Task to carry out:
Answer these questions from the bacterial cell structure notes below:
1. What is the outer leaflet of the gram-negative outer membrane made of?
2. Which ring of the flagellar basal body is attached to peptidoglycan?
3. Which proteins make up the stator of the flagellar motor?

Text provided:
_ _ _

What molecules/proteins are found in the peptidoglycan layer of gram-positive bacteria?

Answer 29

Wall-associated proteins –> linked to the peptidoglycan

Two types of Teichoic acid:

1. Teichoic acid –> covalently connect to proteoglycan layer.
2. Lipoteichoic acid –> attached to the cytoplasmic membrane –> negative charged –> reinforces organisation.

Question 30

Structure of the outer membrane in gram-negative bacteria?

Answer 30

• Lipoprotein connects the outer membrane to the proteoglycan layer
• Outer membrane –> still impermeable
• Outer membrane –> inner leaflet is made of phospholipids the outer leaflet is made lipopolysaccharides –> many porins in the outer membrane used to transport substances in and out.

Question 31

The permeability of outer membrane of Gram-negative bacteria?

Answer 31

• Not permeable to high Molecular Weight molecules e.g. proteins (periplasmic enzymes must not be allowed to leak out of cell)
• Permeable to low Molecular Weight molecules –> Permeability due to porins
• Transmembrane proteins
• The trimeric structure forming water-filled channels
• Permeability can be specific or non-specific, e.g. some porins are specific for certain sugar molecules

Question 32

What is the structure of lipopolysaccharide in gram-negative bacteria?

Answer 32

LPS found on the outer leaflet of the outer membrane.

Question 33

What are the different configurations of flagella?

Answer 33

Polar –> can be monotrichous (one pole) or amphitrichous (both poles)

Question 34

What is the structure of the flagella?

Answer 34

Flagella is possible on both gram-positive and negative bacteria but the structure would be different as the membrane is not the same

Example –> gram-negative

• Basal body (within the membrane), hook and filament region
• Basal body –> L-ring attached to the outer membrane, P-ring attached to peptidoglycan, S-M ring attached to the inner membrane –> Yellow tube is called the rod, orange motor (provide propulsion)
• Important to remember that there is a proton gradient –> one of the driving force for the motor

Question 35

A more detailed structure of flagellum –> proteins included. Give an overview of the different pathways that lead to the production of the flagellum.

Answer 35

• FliG, FliM, FliN –> form C ring –> known as the motor of flagella.
• The stator of the motor is MotA and MotB –> covalently attached to peptidoglycan layer.
• Middle of the motor –> you find FliOPQR, FLhB, FLhA, FlK and ATPase complex (FliH, FliL, FliJ) –> secretion apparatus (Type 3 secretion system) transports the subunits required to make the first rod, second hook, third filament.

_ _ _

Data entries:
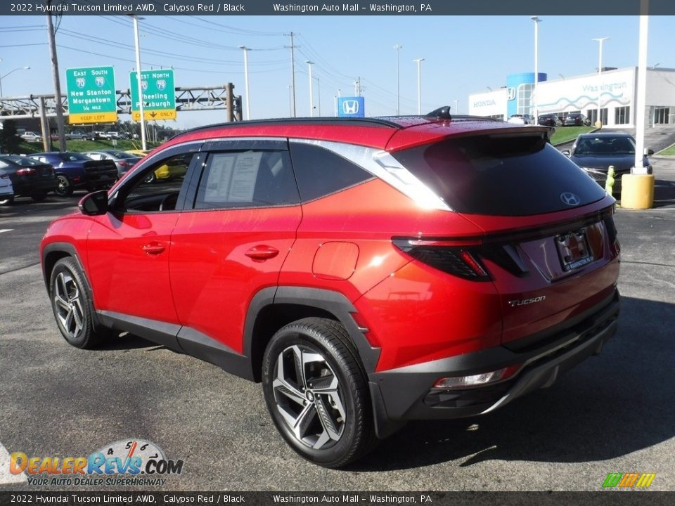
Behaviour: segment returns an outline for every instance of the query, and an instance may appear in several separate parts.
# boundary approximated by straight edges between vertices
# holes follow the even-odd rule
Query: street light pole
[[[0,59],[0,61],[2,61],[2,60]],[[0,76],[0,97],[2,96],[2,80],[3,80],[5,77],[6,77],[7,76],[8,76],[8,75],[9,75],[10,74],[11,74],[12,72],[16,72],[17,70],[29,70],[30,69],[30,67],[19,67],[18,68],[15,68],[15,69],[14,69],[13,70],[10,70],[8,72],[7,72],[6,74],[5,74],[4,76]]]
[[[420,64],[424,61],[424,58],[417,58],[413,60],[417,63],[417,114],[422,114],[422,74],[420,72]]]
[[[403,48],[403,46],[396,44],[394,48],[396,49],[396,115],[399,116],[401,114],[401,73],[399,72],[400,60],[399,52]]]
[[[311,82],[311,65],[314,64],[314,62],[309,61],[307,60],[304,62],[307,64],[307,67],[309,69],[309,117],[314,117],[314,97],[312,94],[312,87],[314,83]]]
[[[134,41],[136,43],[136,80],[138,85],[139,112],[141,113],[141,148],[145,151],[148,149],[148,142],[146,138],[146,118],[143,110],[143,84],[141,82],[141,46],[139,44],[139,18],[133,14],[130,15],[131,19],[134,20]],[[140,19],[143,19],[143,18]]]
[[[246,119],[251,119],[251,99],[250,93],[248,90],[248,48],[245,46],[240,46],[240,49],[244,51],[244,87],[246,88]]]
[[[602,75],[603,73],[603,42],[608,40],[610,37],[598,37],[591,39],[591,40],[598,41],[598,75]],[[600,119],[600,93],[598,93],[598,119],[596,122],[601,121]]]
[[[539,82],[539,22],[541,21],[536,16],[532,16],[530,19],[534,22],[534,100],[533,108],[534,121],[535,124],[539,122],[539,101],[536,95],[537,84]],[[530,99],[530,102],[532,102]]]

_ _ _

Result of this task:
1. Lipopolysaccharides.
2. The P-ring.
3. MotA and MotB.